_YOUR GOAL_
Pictures stay out. Everything else in the entries is copied exactly.

● ● ● ● ● ● ●

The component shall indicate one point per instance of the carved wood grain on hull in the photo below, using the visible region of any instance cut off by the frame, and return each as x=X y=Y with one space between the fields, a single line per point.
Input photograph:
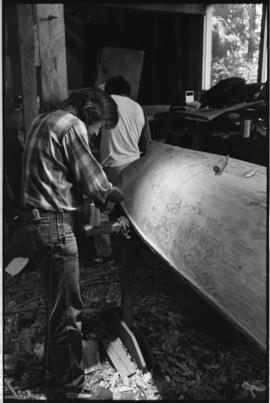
x=210 y=228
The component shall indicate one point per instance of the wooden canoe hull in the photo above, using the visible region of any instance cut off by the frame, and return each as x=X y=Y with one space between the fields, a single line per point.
x=210 y=228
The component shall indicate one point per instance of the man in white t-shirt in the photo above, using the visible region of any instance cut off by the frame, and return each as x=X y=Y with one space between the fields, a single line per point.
x=122 y=145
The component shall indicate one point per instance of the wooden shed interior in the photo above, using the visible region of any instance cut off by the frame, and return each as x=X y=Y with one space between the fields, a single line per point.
x=52 y=49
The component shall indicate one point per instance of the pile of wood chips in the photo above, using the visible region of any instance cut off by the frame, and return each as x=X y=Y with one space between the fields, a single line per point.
x=190 y=360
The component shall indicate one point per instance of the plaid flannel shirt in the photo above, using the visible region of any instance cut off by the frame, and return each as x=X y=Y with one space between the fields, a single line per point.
x=58 y=166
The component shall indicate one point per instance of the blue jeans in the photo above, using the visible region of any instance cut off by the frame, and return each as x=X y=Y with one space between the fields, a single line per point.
x=56 y=256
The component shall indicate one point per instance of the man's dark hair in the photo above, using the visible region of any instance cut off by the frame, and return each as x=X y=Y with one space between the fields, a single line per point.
x=92 y=105
x=118 y=86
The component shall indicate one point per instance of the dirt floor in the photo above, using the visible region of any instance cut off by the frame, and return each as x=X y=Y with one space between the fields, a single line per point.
x=192 y=353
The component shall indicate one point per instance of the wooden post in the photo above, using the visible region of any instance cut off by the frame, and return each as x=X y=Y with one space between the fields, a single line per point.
x=52 y=46
x=28 y=68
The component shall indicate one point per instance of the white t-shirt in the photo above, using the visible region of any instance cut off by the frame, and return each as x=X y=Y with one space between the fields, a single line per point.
x=121 y=142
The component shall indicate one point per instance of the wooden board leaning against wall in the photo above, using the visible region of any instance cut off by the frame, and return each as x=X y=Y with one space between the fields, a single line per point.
x=210 y=228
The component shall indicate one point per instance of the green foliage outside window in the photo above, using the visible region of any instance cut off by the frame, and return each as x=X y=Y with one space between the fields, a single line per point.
x=236 y=30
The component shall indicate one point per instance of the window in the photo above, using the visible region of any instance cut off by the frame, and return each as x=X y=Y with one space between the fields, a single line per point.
x=232 y=36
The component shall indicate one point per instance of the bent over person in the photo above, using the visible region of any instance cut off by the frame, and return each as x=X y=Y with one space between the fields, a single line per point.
x=120 y=146
x=58 y=170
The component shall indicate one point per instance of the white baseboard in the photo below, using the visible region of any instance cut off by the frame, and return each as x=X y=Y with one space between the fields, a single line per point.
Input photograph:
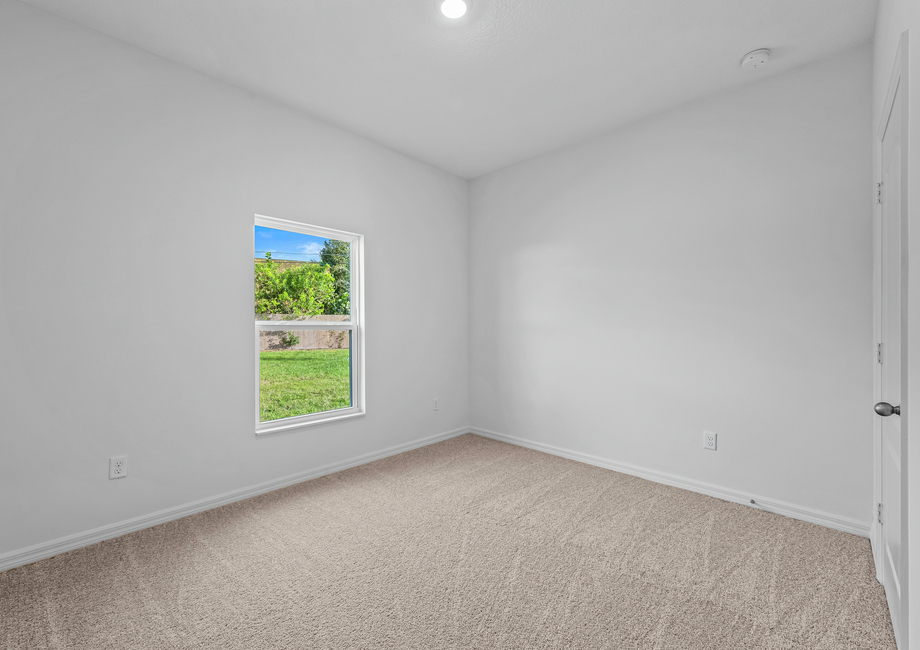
x=801 y=513
x=72 y=542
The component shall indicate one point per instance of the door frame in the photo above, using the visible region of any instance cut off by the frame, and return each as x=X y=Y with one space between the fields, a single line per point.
x=899 y=80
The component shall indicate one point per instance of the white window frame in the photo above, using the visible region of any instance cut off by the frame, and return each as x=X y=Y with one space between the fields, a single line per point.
x=355 y=325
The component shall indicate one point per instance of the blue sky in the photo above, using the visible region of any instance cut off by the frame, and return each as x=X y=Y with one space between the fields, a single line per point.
x=285 y=245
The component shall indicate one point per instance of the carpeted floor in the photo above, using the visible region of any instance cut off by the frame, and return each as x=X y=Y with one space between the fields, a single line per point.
x=469 y=543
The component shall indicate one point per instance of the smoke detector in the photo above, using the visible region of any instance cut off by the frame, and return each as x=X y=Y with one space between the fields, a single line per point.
x=756 y=60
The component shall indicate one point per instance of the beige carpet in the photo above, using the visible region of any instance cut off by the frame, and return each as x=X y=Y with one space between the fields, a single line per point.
x=468 y=543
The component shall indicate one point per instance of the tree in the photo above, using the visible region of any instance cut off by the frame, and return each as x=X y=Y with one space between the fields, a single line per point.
x=302 y=290
x=336 y=255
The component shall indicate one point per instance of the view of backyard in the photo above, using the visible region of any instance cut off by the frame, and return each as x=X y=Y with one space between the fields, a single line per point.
x=296 y=382
x=301 y=278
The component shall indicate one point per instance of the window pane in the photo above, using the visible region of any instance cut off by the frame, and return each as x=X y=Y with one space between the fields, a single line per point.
x=303 y=372
x=301 y=277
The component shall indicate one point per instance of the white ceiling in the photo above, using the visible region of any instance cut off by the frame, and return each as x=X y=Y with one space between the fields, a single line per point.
x=513 y=79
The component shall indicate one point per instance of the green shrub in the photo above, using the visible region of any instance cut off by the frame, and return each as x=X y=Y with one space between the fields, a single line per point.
x=302 y=290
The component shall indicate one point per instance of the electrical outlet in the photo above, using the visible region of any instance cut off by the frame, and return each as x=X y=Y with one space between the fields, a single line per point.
x=709 y=440
x=118 y=466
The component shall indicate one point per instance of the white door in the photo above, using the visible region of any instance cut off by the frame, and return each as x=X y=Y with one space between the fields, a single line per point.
x=893 y=514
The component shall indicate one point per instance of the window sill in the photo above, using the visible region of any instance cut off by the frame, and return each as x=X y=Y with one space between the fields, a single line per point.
x=288 y=424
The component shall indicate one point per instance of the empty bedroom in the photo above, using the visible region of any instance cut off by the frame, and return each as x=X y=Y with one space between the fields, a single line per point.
x=459 y=324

● ● ● ● ● ● ●

_EXERCISE ANSWER_
The component shall indicate one point per instance of the carved wood grain on hull in the photo below, using the visible region of any instance cut off by the frame, and return each as x=X y=Y with one space between the fields, a single line per point.
Input photograph:
x=210 y=228
The component shall indicate one point per instance of the wooden canoe hull in the photo above, using the visible region of any instance cut off by the frame, and return each as x=X y=Y with one space between the fields, a single line per point.
x=210 y=228
The component shall indicate one point per instance of the man in white t-shirt in the photo above, using the visible region of any instance cut off by the frame, and return each as x=X y=Y with one space between the fields, a single line per point.
x=122 y=145
The component shall indicate one point per instance of the wooden shed interior in the photo above, using the visible region of any instance cut off by the frame, and return each as x=X y=Y with one space between the fields, a single line per point.
x=52 y=49
The component shall indicate one point per instance of the pile of wood chips in the photo above, using the visible region of any instance cut off by the frame, and return each as x=X y=Y with one space between the fields, a single line per point.
x=190 y=360
The component shall indicate one point per instance of the plaid flannel shirt in the photo above, using the visible region of any instance cut off by the frame, and return each as x=X y=Y with one space between the fields, a single line per point.
x=58 y=166
The component shall indicate one point per instance of the blue jeans in the photo above, using the visible region of any instance cut off by the frame, and return each as x=X y=Y with one space between the fields, a single line per point.
x=56 y=256
The component shall indicate one point per instance of the man's dark hair in the photo above, using the visible region of any instance cut off by the frame, and return each as x=X y=Y with one space between the fields, a single line per point.
x=92 y=105
x=118 y=86
The component shall indicate one point per instance of the dirt floor in the photo above, using the visible region of any instance cut off by the frame, and return each as x=X y=Y with one space between the fields, a single line per point.
x=192 y=353
The component shall indicate one point per instance of the wooden post in the photo above, using the visible region of any instance cut off by the frame, and return each as x=X y=Y with one space between the fields, a single line per point.
x=52 y=46
x=28 y=68
The component shall indicate one point per instance of the white t-shirt in the photo above, using the visible region of any instance cut off by the frame, and return each as x=X y=Y with one space between the fields, a single line per point.
x=121 y=142
The component shall indicate one point per instance of the wooden board leaning against wall in the photo above, using the visible region of any instance cut off by the frame, and return each as x=X y=Y with one space between the fields, a single line per point.
x=210 y=228
The component shall indicate one point per instance of the green foliage outside window in the photo above, using the visible region of any instance cut off by the frame, and return each as x=X y=Y with one space between the fields, a single line per point.
x=236 y=30
The component shall indicate one point per instance of the window in the photo above, using the visible region of any instance cut off by the frame, and return each as x=X y=Y with one space between the fields, a single line per point.
x=232 y=36
The component shall indicate one point per instance of the bent over person in the photo above, using the visible region of any instance cut off by the frame, and return each as x=X y=Y with one space between the fields, a single line per point.
x=120 y=146
x=58 y=170
The component shall indicate one point per instance of the white baseboard in the photo below, using the visible region of any instance cut off by the frame, and return each as x=X y=Y with one space between the fields, a single line per point.
Input photograph:
x=801 y=513
x=72 y=542
The component shall indicate one point per instance of the door frame in the photo above, using the visible region of any instance cut off by the frame, and return each as x=X y=Y with one space between the fields, a single line per point.
x=899 y=80
The component shall indicate one point per instance of the white window frame in the photo above, using the visible region of any instance cut off by the frame, and return each as x=X y=Y with one space between the fields, a single line per point.
x=355 y=325
The component shall indicate one point per instance of the blue sky in the photo above, using the visible region of any instance cut off by the frame, and return each as x=X y=Y with one space between the fields, a single line per point.
x=285 y=245
The component shall indicate one point per instance of the carpeted floor in the photo above, using the visible region of any instance cut off by the frame, and return each as x=X y=Y with one space between the fields, a single line per point.
x=469 y=543
The component shall indicate one point per instance of the smoke detector in the photo above, using the visible region of any instance cut off by the frame, and return each as x=X y=Y with one space between the fields, a single line per point.
x=756 y=60
The component shall indicate one point per instance of the beige carpet in the photo above, using the visible region of any instance cut off by the frame, and return each as x=X y=Y with one space between the fields, a single line per point.
x=468 y=543
The component shall indicate one point per instance of the tree in the photo above, using the visible region of any instance cut off by the frame, and return each as x=X y=Y with one space between the fields, a single line per point.
x=302 y=290
x=336 y=255
The component shall indicate one point per instance of the view of backyard in the photo above, using the visible region of any instance cut off by the frame, and return each as x=X y=Y with one space between the fields, a single line per point.
x=296 y=382
x=301 y=278
The component shall indicate one point per instance of the window pane in the photo above, using the visible region of any instance cut off by the frame, and return each as x=X y=Y with one space between the fields, a single line per point.
x=303 y=372
x=301 y=277
The component shall indicate one point per instance of the white ceiling in the photo above, using the visible region of any instance cut off by the frame, and return each as x=X y=Y with one space between the fields, a single line per point.
x=513 y=79
The component shall indicate one point per instance of the green shrub in the photo above, using the visible region of any instance cut off by the frame, and return each as x=X y=Y with one space between the fields, a single line per point.
x=302 y=290
The component shall indicate one point per instance of the electrical outlet in the photo above, using the visible region of any instance cut off by the frame, and return each as x=X y=Y with one space between the fields, a single line per point.
x=709 y=440
x=118 y=466
The component shall indicate one point per instance of the white door in the photo above, using the visible region of any instance cut off by the frame, and return each as x=X y=Y with one space between the fields, a single line per point.
x=893 y=514
The component shall indicate one point per instance of the window sill in the photo above, using the visible region of any instance cut off by the frame, and return each as x=X y=Y with one space between the fields, a single line per point.
x=288 y=424
The component shall indicate one point per instance of the empty bedroom in the photo above, using the visible region of any instance cut off by the frame, and return each as x=X y=Y with one space between the fields, a single line per point.
x=459 y=324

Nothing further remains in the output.